> OBJECTIVE
Write the lines starting at the one containing "Find the row" and ending at the one containing "113L278 113L279 112ZM279", both included, as a JSON list of strings with one string per line and no blank lines.

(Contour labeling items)

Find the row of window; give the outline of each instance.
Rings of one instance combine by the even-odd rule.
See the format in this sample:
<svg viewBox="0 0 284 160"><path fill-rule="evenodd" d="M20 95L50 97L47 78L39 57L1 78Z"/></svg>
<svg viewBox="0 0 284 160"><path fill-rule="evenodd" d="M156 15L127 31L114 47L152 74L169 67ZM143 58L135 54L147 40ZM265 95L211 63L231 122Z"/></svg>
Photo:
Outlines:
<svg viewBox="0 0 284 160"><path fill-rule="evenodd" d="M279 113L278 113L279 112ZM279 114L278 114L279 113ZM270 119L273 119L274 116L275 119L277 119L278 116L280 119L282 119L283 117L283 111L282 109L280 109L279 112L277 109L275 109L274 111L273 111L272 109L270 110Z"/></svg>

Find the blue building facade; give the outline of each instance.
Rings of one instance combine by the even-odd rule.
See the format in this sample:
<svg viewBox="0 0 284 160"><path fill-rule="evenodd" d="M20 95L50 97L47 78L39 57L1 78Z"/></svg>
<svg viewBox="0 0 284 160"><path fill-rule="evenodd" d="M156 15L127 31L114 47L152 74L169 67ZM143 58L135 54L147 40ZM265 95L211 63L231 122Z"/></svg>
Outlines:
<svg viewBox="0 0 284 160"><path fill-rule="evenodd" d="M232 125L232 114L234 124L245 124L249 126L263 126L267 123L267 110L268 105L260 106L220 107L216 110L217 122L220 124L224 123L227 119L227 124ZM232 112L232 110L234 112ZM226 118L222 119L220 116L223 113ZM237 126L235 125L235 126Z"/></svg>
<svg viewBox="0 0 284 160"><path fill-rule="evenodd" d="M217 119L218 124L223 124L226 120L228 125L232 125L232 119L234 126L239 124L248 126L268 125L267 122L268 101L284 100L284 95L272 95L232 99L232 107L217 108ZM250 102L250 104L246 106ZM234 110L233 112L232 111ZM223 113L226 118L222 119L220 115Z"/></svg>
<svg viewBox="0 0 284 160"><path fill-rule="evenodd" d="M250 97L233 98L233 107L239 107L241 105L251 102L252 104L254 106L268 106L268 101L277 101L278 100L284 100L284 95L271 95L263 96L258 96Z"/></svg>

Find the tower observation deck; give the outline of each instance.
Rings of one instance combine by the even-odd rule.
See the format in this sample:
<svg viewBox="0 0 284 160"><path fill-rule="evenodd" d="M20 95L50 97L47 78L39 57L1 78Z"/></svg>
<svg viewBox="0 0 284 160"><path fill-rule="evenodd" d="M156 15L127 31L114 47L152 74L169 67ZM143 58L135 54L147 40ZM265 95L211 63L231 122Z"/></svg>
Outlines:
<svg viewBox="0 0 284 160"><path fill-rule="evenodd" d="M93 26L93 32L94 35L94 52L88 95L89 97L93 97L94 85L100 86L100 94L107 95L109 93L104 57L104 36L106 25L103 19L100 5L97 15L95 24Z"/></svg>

...

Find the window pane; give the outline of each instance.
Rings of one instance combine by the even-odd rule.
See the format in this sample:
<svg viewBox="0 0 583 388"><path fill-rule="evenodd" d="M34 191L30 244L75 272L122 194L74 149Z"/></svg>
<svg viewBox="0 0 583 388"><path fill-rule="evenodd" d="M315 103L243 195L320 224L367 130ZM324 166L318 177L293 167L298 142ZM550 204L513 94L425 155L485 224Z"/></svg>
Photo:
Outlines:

> FINAL ANSWER
[
  "Find the row of window; give the outline of each instance.",
  "Rings of one instance combine by the even-odd rule.",
  "See the format in this sample:",
  "<svg viewBox=\"0 0 284 160\"><path fill-rule=\"evenodd\" d=\"M20 95L50 97L47 78L39 57L1 78Z\"/></svg>",
  "<svg viewBox=\"0 0 284 160\"><path fill-rule=\"evenodd\" d=\"M156 15L127 31L114 47L152 74L169 67ZM143 58L135 54L147 40ZM265 95L211 63L231 122Z\"/></svg>",
  "Photo:",
  "Outlines:",
  "<svg viewBox=\"0 0 284 160\"><path fill-rule=\"evenodd\" d=\"M279 113L278 113L279 112ZM279 114L278 114L279 113ZM270 119L273 119L274 116L275 119L277 119L278 116L280 119L282 119L283 117L283 111L282 109L280 109L279 112L277 109L275 109L274 111L273 111L272 109L270 110Z\"/></svg>"
]